**HOW TO COMPLETE THIS TASK**
This exercise needs the complete data reproduced exactly.

**DATA FOR THIS EXERCISE**
◇ ◇ ◇ ◇ ◇

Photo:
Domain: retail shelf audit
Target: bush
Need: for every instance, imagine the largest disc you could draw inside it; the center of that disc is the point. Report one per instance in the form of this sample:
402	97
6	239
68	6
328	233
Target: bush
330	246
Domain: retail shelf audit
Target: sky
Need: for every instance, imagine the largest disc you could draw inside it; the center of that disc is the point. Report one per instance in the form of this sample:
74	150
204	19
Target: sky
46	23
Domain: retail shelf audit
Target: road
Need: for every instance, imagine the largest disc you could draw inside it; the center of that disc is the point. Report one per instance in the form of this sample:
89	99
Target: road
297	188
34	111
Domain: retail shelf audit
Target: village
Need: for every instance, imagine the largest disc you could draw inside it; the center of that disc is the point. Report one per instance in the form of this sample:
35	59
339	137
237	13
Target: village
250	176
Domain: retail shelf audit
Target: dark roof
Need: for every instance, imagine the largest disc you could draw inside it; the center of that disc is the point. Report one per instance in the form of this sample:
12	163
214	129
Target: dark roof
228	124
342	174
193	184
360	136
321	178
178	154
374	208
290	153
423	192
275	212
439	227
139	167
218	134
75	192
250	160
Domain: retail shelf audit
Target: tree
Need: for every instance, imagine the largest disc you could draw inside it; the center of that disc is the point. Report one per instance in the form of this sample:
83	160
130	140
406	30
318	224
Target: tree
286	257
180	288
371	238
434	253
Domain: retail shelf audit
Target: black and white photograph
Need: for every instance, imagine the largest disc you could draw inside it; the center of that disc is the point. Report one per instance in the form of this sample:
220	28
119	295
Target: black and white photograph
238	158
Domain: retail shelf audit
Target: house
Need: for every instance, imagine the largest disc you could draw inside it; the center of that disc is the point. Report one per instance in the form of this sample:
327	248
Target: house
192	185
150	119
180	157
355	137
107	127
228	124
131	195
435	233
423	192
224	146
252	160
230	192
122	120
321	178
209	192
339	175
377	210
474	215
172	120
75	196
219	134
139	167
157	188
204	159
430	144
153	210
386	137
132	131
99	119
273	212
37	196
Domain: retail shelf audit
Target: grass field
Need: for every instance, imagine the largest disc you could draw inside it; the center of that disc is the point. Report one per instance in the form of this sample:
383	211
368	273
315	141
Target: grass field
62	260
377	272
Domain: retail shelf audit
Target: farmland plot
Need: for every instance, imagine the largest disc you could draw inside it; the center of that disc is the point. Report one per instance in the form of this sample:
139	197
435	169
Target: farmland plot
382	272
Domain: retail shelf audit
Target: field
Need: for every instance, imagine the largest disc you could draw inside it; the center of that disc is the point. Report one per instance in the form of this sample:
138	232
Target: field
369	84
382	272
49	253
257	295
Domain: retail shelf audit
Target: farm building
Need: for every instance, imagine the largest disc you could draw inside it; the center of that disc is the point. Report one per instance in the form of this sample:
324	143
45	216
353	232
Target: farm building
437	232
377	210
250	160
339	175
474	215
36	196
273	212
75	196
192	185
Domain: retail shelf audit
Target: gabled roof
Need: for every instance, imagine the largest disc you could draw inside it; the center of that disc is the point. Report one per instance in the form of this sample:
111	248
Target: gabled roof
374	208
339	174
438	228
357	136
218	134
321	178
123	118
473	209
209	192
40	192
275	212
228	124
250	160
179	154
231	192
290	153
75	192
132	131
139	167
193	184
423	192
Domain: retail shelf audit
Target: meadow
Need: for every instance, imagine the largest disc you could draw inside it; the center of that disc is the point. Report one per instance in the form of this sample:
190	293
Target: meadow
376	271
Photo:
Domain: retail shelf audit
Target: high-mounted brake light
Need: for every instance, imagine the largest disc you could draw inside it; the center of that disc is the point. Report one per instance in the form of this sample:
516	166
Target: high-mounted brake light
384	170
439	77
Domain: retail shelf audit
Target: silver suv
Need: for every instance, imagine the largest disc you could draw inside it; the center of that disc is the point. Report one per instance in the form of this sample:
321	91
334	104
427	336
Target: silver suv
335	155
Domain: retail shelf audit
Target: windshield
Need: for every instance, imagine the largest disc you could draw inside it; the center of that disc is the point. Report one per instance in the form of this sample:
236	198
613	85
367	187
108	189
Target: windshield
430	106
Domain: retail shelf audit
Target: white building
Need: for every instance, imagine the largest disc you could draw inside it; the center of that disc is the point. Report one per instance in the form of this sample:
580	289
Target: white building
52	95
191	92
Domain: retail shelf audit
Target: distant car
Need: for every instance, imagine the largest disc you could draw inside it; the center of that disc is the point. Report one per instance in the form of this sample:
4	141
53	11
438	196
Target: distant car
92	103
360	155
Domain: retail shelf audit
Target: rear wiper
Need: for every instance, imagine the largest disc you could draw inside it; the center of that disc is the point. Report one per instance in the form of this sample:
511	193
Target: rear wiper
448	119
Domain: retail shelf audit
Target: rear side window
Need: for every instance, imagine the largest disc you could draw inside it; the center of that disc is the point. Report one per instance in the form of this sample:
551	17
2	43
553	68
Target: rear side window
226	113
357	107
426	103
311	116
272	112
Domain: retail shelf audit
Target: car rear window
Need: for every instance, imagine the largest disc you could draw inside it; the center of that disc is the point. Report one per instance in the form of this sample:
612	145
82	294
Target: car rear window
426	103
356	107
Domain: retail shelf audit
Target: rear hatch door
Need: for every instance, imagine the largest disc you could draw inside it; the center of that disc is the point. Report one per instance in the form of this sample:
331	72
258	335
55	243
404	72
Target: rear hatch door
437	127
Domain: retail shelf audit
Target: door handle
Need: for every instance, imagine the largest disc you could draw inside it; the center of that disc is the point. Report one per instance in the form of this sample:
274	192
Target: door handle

◇ ◇ ◇ ◇ ◇

**SOLVED EXERCISE**
Photo:
Domain: retail shelf audit
Target: bush
Need: for every instance, imagine the largest disc you could draw inside it; the center of that disc is the point. Report one per instance in the form of this sample:
402	97
6	239
68	6
328	233
Target: bush
330	246
Domain: retail shelf audit
Target: sky
Need: for every instance, imagine the largest disc you could draw inside it; the center of that disc is the point. Report one per instance in the form of this sample:
74	150
204	19
Target: sky
46	23
Domain: retail shelf audit
Target: road
Need: for every instance, imagine the largest disc you could draw inside it; the center of that disc is the point. Report one per instance in the form of this sample:
89	99
Target: road
297	188
34	111
Domain: retail shelf audit
Target: village
Need: for every instance, imagine the largest disc you could draw inside it; the center of that disc is the point. Report one per instance in the form of this sample:
35	59
339	137
237	13
Target: village
250	176
Domain: retail shelf audit
Target: dark roof
Need: for every instance, imagine the largest disc you could draw inside it; the center of that disc is the point. Report one per instance in the form of this sample:
12	163
214	129
Target: dark roof
228	124
342	174
193	184
360	136
321	178
178	154
374	208
290	153
423	192
275	212
439	227
139	167
218	134
75	192
250	160
Domain: retail shelf audit
Target: tree
Need: for every instance, imagine the largest disc you could draw inside it; the center of that disc is the point. Report one per instance in the form of this sample:
83	160
130	140
406	30
318	224
Target: tree
286	257
180	288
371	238
434	253
Domain: retail shelf audit
Target: black and white photograph
Need: for every instance, imagine the largest disc you could draw inside it; the center of that disc is the point. Report one per instance in the form of this sample:
220	28
119	295
Target: black and white photograph
238	158
Domain: retail shelf audit
Target: house
Need: for every instance, imagine the largest disc you could draw inside it; the center of that disc is the point. Report one per instance in the form of this sample:
327	248
Target: house
192	185
150	119
180	157
355	137
107	127
228	124
131	195
435	233
423	192
224	146
252	160
230	192
122	120
321	178
209	192
339	175
377	210
474	215
172	120
75	196
219	134
139	167
157	188
204	159
430	144
153	210
386	137
132	131
99	119
273	212
37	196
Domain: retail shelf audit
Target: grass field
Need: for every instance, imagine the largest disc you could draw inside it; the center of that disc is the point. Report one per instance in the form of this sample:
383	211
368	273
315	141
Target: grass field
62	260
377	272
Domain: retail shelf audit
Target: farmland plot
Need: for every instance, imagine the largest disc you could draw inside it; the center of that disc is the point. Report one per instance in the form of this sample:
139	197
435	169
Target: farmland plot
382	272
Domain: retail shelf audit
Target: field
Need: for every instance, imagine the largest disc you could draw inside it; the center of that disc is the point. Report one per instance in the form of this sample:
138	232
Target: field
369	84
382	272
49	253
257	295
Domain: retail shelf audit
Target: farm building
Need: for every instance, imagine the largest disc you could draw inside it; the center of that disc is the point. Report one per instance in the form of this sample:
324	143
45	216
353	232
Target: farm building
437	232
377	210
250	160
339	175
474	215
36	196
273	212
75	196
192	185
Domain: retail shelf audit
Target: gabled roof
Need: for every instance, imagine the largest disc you could draw inside it; the center of that disc is the point. Report one per instance in the form of this sample:
111	248
Target: gabled roof
374	208
339	174
438	228
357	136
218	134
321	178
123	118
473	209
209	192
40	192
275	212
228	124
250	160
179	154
231	192
290	153
75	192
132	131
139	167
193	184
423	192
Domain: retail shelf audit
Target: meadow
Need: for every instance, imagine the largest disc you could draw inside it; the center of that disc is the point. Report one per instance in the form of this sample:
190	293
Target: meadow
376	271
Photo:
Domain: retail shelf audit
Target: high-mounted brake light
Need: for every instance, imagine the largest disc you could draw inside it; the center of that disc is the point. Report one per instance in the form of this sample:
516	166
Target: high-mounted brake light
384	170
439	77
Domain: retail shelf audit
Target: silver suv
Need: for every instance, imagine the largest disc you could draw inside it; the center of that disc is the point. Report one per instance in the form of this sample:
321	91
334	104
427	336
Target: silver suv
335	155
Domain: retail shelf audit
Target: windshield
Need: for every instance, imagine the largest disc you could draw inside it; the center of that disc is the point. Report one per instance in the form of this sample:
236	198
613	85
367	187
108	189
Target: windshield
430	106
Domain: retail shelf audit
Target: white building
Need: for every instance, imagine the largest disc you could draw inside it; the center of that disc is the point. Report one per instance in the form of this sample:
580	289
Target: white building
52	95
191	92
Domain: retail shelf audit
Target: distant car
Need: for every instance, imagine the largest disc you could draw inside it; the center of that disc is the point. Report one per instance in the form of this sample:
4	141
53	11
438	196
Target: distant car
92	103
360	155
Domain: retail shelf audit
Target: rear wiper
Need: for every instance, imagine the largest disc you could draw inside it; the center of that disc is the point. Report one per instance in the form of this sample:
511	193
Target: rear wiper
448	119
Domain: retail shelf audit
Target: rear side window
Need: for every instance, imagine the largest disc you could draw inside it; the center of that disc is the point. Report one per instance in the form of this sample:
551	17
2	43
553	68
Target: rear side window
226	113
357	107
426	103
311	116
272	112
Domain: retail shelf audit
Target: car rear window
Need: for every instance, imagine the largest disc you could draw inside it; the center of that disc is the point. Report one per instance in the form of this sample:
612	145
82	294
Target: car rear window
426	103
356	107
Domain: retail shelf audit
Target: rear hatch door
Need: for every instance, imagine the largest disc you could draw inside it; the center of that disc is the point. Report one per instance in the form of this sample:
331	72
258	335
55	243
404	72
Target: rear hatch door
437	127
Domain: retail shelf audit
Target: door handle
Need: for every instance, imagine the largest disc you could draw inside it; the center of that disc is the point. Report one per instance in the form of this sample:
274	192
Target: door handle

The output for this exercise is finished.